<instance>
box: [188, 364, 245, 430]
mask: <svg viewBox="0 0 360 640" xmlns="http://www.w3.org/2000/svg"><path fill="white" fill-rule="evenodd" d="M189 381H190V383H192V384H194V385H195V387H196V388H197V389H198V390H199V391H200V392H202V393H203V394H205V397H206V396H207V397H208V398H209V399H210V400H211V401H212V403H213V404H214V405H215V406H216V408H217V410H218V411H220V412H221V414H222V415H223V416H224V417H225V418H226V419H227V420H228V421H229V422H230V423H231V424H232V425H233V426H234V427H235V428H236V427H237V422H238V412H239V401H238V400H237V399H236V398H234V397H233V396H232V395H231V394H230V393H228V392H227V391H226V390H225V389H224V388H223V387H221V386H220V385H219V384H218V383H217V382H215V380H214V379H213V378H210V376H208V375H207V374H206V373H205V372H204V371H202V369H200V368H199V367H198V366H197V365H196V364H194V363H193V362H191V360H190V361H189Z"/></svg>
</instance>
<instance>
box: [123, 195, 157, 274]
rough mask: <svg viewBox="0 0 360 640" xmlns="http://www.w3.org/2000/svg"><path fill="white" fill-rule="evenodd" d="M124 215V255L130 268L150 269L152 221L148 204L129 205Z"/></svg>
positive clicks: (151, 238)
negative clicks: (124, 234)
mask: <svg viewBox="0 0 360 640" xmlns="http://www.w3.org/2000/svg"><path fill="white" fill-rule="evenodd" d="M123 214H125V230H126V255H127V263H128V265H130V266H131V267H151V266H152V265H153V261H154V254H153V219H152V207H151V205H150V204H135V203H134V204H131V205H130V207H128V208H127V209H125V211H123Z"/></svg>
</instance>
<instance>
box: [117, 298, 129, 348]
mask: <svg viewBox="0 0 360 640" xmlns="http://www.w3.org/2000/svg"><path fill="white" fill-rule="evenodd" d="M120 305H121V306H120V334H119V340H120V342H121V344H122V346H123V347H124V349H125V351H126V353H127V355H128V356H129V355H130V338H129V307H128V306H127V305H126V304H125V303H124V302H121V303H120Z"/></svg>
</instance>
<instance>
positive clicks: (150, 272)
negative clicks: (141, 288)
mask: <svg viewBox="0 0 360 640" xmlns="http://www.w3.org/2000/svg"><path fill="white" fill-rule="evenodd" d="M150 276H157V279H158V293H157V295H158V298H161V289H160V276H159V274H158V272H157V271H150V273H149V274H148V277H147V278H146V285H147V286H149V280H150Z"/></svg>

- Task to carry out
In the material above, please find every line that includes the word "positive" and copy it.

- Answer
positive clicks: (151, 238)
positive clicks: (150, 272)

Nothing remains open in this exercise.